## Raw data

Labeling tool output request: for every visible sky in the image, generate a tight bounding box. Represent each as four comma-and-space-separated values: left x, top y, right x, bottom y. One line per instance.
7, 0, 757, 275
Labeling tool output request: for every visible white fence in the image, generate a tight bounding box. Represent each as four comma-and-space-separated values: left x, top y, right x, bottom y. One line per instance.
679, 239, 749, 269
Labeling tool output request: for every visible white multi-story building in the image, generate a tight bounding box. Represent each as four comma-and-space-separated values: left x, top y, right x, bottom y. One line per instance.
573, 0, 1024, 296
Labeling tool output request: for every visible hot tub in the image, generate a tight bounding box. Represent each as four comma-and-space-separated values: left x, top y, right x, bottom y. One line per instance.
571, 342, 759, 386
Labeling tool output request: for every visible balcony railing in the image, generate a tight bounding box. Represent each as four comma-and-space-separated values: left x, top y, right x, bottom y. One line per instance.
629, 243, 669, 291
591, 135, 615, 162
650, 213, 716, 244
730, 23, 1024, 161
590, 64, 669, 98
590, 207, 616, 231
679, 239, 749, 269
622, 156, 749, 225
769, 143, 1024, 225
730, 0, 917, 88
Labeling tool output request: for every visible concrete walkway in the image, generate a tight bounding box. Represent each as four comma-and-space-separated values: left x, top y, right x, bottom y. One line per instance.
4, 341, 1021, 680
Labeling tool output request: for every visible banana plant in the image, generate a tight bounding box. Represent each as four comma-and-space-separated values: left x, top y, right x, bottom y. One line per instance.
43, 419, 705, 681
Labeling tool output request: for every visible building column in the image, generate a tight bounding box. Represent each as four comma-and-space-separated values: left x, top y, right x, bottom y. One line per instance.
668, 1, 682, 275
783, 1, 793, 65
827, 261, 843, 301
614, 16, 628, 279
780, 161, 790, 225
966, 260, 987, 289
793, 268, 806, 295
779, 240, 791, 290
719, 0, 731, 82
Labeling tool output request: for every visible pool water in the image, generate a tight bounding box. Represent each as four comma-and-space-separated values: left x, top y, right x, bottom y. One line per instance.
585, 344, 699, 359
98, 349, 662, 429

## Required work
This exercise needs each record retyped exactly as shown.

## Written response
Labeling tool output request: for every visible sky in the image, generate a tight bounding box. Represent each as four comma-and-space-separated values: left x, top y, right x, bottom y. One line per instance.
7, 0, 757, 275
Labeling tool output request: for every visible white fence in the image, generate a tight bounding box. Represent each as four comma-and-space-separated values: left x, top y, right x, bottom y. One line per instance.
679, 239, 749, 269
Labeling tool output request: for every visible white multi-story building in the image, generate a tight bounding box. Represent each as four comma-and-space-separated values: left x, top y, right x, bottom y. One line per instance.
573, 0, 1024, 296
Labeling tool output request: for every visible hot tub in the image, generate a tight bounding box. Represent each as four comma-and-space-separated values: left x, top y, right x, bottom y. One line per instance.
571, 342, 759, 386
Labeling tool output request: for every visible balcony railing in the image, generate a tight bounding box. Represent each as four comma-and-space-separated values: left x, top y, right x, bottom y. One line per instance.
629, 243, 669, 291
591, 135, 615, 162
650, 213, 716, 244
730, 23, 1024, 161
590, 64, 669, 98
590, 207, 616, 231
679, 239, 749, 269
622, 156, 749, 225
769, 143, 1024, 225
730, 0, 917, 88
Labeling tool output request: for every visible concrete walkway in the image, generate a tight bounding box. Represent each as four comma-and-space-separated values: left x, top y, right x, bottom y. One line per instance.
4, 341, 1021, 680
Labeling tool output request: for every visible banana plant in the image, generate a tight bounding box. Represent each as four comma-and-space-separated values: left x, top y, right x, bottom y. One line per instance.
43, 419, 705, 681
Labeling tool output request: for every visible building column in the image, generate a tight bounding box. Represent each as four comma-and-space-separated values: left x, top y, right x, bottom y. One line per instance.
668, 1, 682, 275
783, 1, 793, 65
827, 261, 843, 301
614, 16, 628, 279
780, 161, 790, 225
966, 260, 987, 289
793, 268, 806, 295
779, 240, 791, 290
719, 0, 731, 82
Labeling tool output request: for every visible pool water in the image, generate a tight bounding box. Represent each as four comma-and-space-separated values: left x, top y, right x, bottom y. One line per instance.
585, 344, 699, 359
98, 349, 662, 429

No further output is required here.